• [Extrait choisi]
Les matchés seront sauvegardé dans calfdata/SIRETISATION/matche/ au format suivant:

* insee_nature_origine_matche.gz
    * ex: insee_pm_initial_matche.gz
    
    

## Moteur de recherche TEST

* Insee
  * http://avis-situation-sirene.insee.fr/IdentificationListeSiret.action
* INPI/TC
  * https://data.inpi.fr/
* Infogreffe
  * https://www.infogreffe.fr/


In [None]:
import boto3, json
import dask.dataframe as dd
import pandas as pd
import Match_inpi_insee.aws_connectors as aws
#from tqdm.notebook import tqdm
#import tqdm
%load_ext autoreload
%autoreload 2

In [None]:
instance_aws = 'https://calfdata.s3.eu-west-3.amazonaws.com'
bucket = 'calfdata'

In [None]:
# instanciate AWS connection
AWS_connection = aws.aws_instantiate(instance_aws, bucket)

• [Extrait source]
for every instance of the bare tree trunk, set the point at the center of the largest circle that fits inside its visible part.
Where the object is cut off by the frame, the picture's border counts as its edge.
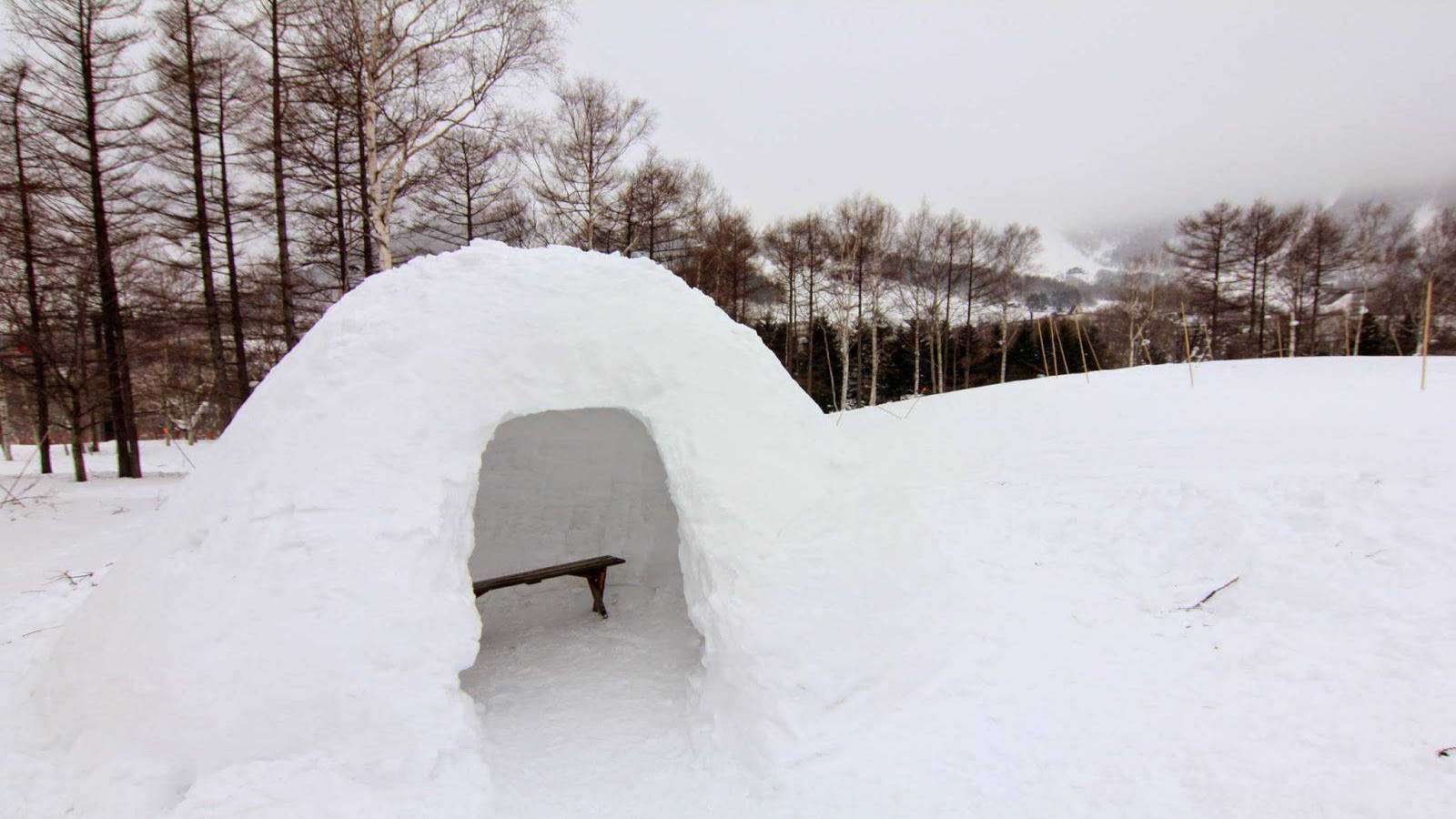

• [Énoncé du problème] Résumez l'extrait choisi en deux phrases. Les données n'ont aucun rôle dans cet exercice.

• [Solution proposée] Les résultats appariés sont enregistrés dans calfdata/SIRETISATION/matche/ au format insee_nature_origine_matche.gz, par exemple insee_pm_initial_matche.gz, et les sites de l'Insee, de l'INPI/TC et d'Infogreffe sont indiqués comme moteurs de recherche de test. Le code importe notamment boto3, json, dask, pandas et le module aws_connectors, définit l'adresse S3 et le compartiment calfdata, puis établit la connexion AWS.